[Records from a point labeling set]

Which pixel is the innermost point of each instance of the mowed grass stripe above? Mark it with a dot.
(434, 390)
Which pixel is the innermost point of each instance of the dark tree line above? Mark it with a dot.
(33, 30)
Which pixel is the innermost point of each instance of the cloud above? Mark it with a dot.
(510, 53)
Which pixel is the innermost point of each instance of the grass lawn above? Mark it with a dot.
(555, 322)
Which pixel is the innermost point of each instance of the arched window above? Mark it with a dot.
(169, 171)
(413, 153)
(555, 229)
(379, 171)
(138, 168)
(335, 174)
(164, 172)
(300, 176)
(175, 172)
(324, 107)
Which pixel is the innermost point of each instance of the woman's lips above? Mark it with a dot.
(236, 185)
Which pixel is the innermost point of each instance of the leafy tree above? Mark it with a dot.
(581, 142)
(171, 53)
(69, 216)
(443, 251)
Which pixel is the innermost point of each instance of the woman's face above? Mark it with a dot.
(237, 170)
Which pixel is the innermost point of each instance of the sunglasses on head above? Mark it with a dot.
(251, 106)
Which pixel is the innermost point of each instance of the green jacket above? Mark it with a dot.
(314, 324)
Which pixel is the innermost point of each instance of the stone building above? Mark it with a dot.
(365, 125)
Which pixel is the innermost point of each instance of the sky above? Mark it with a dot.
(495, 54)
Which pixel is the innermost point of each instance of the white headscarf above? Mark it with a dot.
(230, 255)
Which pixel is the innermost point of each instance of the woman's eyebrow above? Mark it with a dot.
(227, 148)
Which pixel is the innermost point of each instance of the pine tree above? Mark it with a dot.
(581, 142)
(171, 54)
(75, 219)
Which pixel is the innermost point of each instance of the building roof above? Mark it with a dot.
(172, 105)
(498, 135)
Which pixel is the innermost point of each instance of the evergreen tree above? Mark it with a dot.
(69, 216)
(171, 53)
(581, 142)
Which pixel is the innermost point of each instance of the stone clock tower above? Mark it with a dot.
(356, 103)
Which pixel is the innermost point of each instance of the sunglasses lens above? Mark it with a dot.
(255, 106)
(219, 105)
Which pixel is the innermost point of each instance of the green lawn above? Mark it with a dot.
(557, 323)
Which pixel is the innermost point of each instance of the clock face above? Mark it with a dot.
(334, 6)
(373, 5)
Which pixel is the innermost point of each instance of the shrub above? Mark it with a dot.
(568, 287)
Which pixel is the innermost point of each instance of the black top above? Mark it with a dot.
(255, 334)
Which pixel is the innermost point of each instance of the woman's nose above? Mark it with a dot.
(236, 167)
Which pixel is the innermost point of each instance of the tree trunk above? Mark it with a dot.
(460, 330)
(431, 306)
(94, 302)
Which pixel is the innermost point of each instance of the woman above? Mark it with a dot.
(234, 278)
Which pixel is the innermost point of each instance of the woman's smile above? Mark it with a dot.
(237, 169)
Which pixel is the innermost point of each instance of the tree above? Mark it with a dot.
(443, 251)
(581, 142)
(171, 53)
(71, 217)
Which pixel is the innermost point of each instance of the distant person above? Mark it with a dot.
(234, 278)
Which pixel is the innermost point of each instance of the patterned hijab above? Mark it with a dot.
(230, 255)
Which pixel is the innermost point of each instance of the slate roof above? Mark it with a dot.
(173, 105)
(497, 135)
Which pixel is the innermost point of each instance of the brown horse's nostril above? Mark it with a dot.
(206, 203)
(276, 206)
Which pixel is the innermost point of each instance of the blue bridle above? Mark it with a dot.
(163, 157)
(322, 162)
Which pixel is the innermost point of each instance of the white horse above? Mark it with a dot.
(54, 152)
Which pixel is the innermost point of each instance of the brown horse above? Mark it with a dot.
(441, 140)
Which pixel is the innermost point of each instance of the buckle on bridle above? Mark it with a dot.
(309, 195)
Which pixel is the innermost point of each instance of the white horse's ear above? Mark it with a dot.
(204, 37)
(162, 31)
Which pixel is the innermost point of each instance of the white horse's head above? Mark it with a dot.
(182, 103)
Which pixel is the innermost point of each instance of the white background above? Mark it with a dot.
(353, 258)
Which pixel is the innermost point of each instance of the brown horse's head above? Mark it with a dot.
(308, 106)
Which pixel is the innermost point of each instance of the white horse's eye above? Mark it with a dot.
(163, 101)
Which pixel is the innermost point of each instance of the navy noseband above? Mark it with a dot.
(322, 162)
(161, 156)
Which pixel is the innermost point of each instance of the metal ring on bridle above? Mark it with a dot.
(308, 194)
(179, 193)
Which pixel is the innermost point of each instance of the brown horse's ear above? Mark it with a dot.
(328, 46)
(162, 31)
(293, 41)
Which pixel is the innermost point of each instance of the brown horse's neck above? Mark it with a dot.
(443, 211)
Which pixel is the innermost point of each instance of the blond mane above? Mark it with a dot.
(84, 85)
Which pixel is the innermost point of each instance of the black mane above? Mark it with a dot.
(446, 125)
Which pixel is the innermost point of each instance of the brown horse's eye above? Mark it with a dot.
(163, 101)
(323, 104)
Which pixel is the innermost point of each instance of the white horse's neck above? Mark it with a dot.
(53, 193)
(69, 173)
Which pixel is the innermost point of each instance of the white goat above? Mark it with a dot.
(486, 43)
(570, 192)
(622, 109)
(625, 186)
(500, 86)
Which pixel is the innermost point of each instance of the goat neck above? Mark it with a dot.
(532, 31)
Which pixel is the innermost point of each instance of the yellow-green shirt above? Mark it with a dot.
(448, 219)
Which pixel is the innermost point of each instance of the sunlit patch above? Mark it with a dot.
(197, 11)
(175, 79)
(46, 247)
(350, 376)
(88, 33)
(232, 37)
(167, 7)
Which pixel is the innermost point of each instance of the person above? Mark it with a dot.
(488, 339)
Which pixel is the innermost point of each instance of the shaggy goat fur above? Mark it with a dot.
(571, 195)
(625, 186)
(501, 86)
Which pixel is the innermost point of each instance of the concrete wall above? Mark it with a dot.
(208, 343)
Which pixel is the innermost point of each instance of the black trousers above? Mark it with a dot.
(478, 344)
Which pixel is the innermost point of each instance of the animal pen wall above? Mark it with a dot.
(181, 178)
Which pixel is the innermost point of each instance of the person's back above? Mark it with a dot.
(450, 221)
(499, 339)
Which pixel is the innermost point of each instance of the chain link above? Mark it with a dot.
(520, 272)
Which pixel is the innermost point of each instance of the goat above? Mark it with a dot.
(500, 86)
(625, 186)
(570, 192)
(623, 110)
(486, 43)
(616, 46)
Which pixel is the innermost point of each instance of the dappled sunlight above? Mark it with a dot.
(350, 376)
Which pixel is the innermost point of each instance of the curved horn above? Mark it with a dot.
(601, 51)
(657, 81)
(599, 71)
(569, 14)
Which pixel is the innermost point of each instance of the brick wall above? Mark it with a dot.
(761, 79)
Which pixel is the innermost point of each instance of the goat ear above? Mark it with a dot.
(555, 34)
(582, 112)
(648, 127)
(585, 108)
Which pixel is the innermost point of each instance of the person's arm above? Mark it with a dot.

Work to do ▸ Copy out the whole listing exactly.

Exercise result ▸
Which pixel is the innermost point of each instance of the mowed grass stripe above? Mark it with a dot.
(434, 390)
Which pixel is the innermost point of each instance of the dark tree line above? Mark it with a dot.
(33, 30)
Which pixel is the innermost point of each instance of the cloud above? Mark it with a dot.
(510, 53)
Which pixel is the innermost point of each instance of the grass lawn above? Mark it with a dot.
(555, 322)
Which pixel is the innermost point of each instance of the arched window above? Mark it with a dot.
(169, 171)
(413, 153)
(555, 229)
(379, 171)
(138, 168)
(335, 174)
(164, 172)
(300, 176)
(175, 172)
(324, 107)
Which pixel is the innermost point of each instance of the woman's lips above? Mark it with a dot.
(236, 185)
Which pixel is the innermost point of each instance of the leafy tree above? Mark it with a dot.
(581, 142)
(171, 53)
(69, 216)
(443, 251)
Which pixel is the innermost point of each instance of the woman's face above? Mark it with a dot.
(237, 170)
Which pixel is the innermost point of each instance of the sunglasses on head above? Mark it with a dot.
(251, 106)
Which pixel is the innermost point of each instance of the green jacket above? Mark it with a dot.
(314, 324)
Which pixel is the innermost point of each instance of the stone building above? Mark it with a dot.
(365, 125)
Which pixel is the innermost point of each instance of the sky above? Mark it with a dot.
(495, 54)
Which pixel is the innermost point of each instance of the white headscarf above? Mark it with a dot.
(230, 255)
Which pixel is the innermost point of each instance of the woman's eyebrow above? Mark it with a dot.
(227, 148)
Which pixel is the innermost point of each instance of the pine tree above? Mark it with a dot.
(581, 142)
(171, 54)
(75, 219)
Which pixel is the innermost point of each instance of the building roof above? Mark it with a dot.
(172, 105)
(498, 135)
Which pixel is the innermost point of each instance of the evergreen tree above? Mark it with a dot.
(69, 216)
(171, 53)
(581, 142)
Which pixel is the innermost point of each instance of the stone clock tower above? Mark it with a dot.
(356, 103)
Which pixel is the innermost point of each instance of the sunglasses lens above? Mark it with a dot.
(255, 106)
(219, 105)
Which pixel is the innermost point of each instance of the green lawn above? Mark it with a dot.
(557, 323)
Which pixel is the innermost point of each instance of the clock face above? Mark it with a dot.
(334, 6)
(373, 5)
Which pixel is the innermost point of each instance of the shrub above? Mark it with a dot.
(568, 287)
Which pixel is the innermost point of each instance of the black top above? Mark it with a dot.
(255, 334)
Which pixel is the innermost point of each instance of the woman's nose above? Mark it with a dot.
(236, 167)
Which pixel is the innermost point of each instance of the tree trunk above? Mark it with a dot.
(460, 330)
(431, 306)
(94, 302)
Which pixel is the innermost point of each instance of the woman above? Mark it with a dot.
(234, 278)
Which pixel is the innermost point of each instance of the woman's smile above? Mark it with a dot.
(237, 169)
Which pixel is the innermost point of each instance of the tree above? Mark it with a dot.
(443, 251)
(581, 142)
(171, 53)
(71, 217)
Which pixel is the innermost point of each instance of the distant person above? Mark it with a dot.
(234, 278)
Which pixel is the innermost point of each instance of the patterned hijab above? Mark it with a dot.
(230, 255)
Which pixel is the innermost point of each instance of the slate roof above? Mark it with a dot.
(173, 105)
(497, 135)
Which pixel is the innermost point of each instance of the brown horse's nostril above? Mark it with a dot.
(206, 203)
(276, 206)
Which pixel is the innermost point of each instance of the blue bridle above? Mark it with a dot.
(163, 157)
(322, 162)
Which pixel is the innermost point of each instance of the white horse above? Mark it with a dot.
(54, 152)
Which pixel is the innermost point of each instance of the brown horse above? Mark it with a dot.
(441, 140)
Which pixel is the innermost point of each instance of the buckle on bridle above? Mark it with a dot.
(309, 195)
Which pixel is the innermost point of each instance of the white horse's ear above? Mark it with a dot.
(204, 37)
(162, 31)
Which pixel is the innermost point of each instance of the white horse's head above? Mark it with a dot.
(182, 103)
Which pixel is the innermost point of each instance of the white background above? Mark it with a dot.
(353, 258)
Which pixel is the innermost point of each instance of the brown horse's head above? Mark it with a dot.
(308, 106)
Which pixel is the innermost point of each instance of the white horse's eye above? Mark it with a dot.
(163, 101)
Which pixel is the innermost point of each instance of the navy noseband above? Mark it with a dot.
(322, 162)
(161, 156)
Which pixel is the innermost point of each instance of the metal ring on bridle above? Mark it with a dot.
(308, 194)
(179, 193)
Which pixel is the innermost point of each instance of the brown horse's ear above? Mark it with a dot.
(328, 46)
(162, 31)
(293, 41)
Which pixel is the innermost point of each instance of the brown horse's neck above? Mark it with a dot.
(443, 211)
Which pixel is the innermost point of each instance of the blond mane above? Mark it with a dot.
(84, 85)
Which pixel is the innermost point of each instance of the black mane above? Mark it with a dot.
(446, 125)
Which pixel is the innermost point of each instance of the brown horse's eye above? Mark it with a dot.
(163, 101)
(323, 104)
Which pixel is the innermost point of each instance of the white horse's neck above? Mark it with a dot.
(53, 193)
(69, 173)
Which pixel is the innermost point of each instance of the white goat above? Mark it with a dot.
(486, 43)
(570, 192)
(622, 109)
(625, 186)
(500, 86)
Which pixel is the innermost point of each instance of the goat neck above? Mark it with a dot.
(532, 31)
Which pixel is the innermost point of each instance of the yellow-green shirt above? Mark it with a dot.
(448, 219)
Which pixel is the innermost point of each instance of the sunlit patch above? Mark it with a dot.
(197, 11)
(175, 79)
(46, 247)
(350, 376)
(88, 33)
(232, 37)
(167, 7)
Which pixel is the innermost point of each instance of the person above? Mark it with a dot.
(488, 339)
Which pixel is the innermost point of each instance of the shaggy goat fur above? Mark it with a dot.
(571, 195)
(625, 186)
(501, 86)
Which pixel is the innermost point of each instance of the concrete wall above? Mark it with a dot.
(208, 343)
Which pixel is the innermost point of each instance of the black trousers above? Mark it with a dot.
(478, 344)
Which pixel is the innermost point of each instance of the animal pen wall above? Mark it with a dot.
(181, 178)
Which pixel is the innermost point of each instance of the person's back above? Mark it with a dot.
(450, 221)
(499, 339)
Which pixel is the innermost point of each instance of the chain link above? Mark it with a dot.
(520, 272)
Which pixel is the innermost point of each instance of the goat above? Mark it with a dot.
(500, 86)
(625, 186)
(570, 192)
(623, 110)
(486, 43)
(616, 46)
Which pixel is the innermost point of each instance of the dappled sunlight above? Mark it with a dot.
(350, 376)
Which pixel is the innermost point of each instance of the curved horn above? Mark it with a dot.
(601, 51)
(657, 81)
(599, 71)
(569, 14)
Which pixel is the innermost point of each instance of the brick wall above? Mark it with a dot.
(761, 79)
Which pixel is the innermost point of each instance of the goat ear above? Mark it with a dot.
(555, 34)
(582, 112)
(648, 127)
(585, 108)
Which pixel is the innermost point of each instance of the person's arm above? Mark it with a dot.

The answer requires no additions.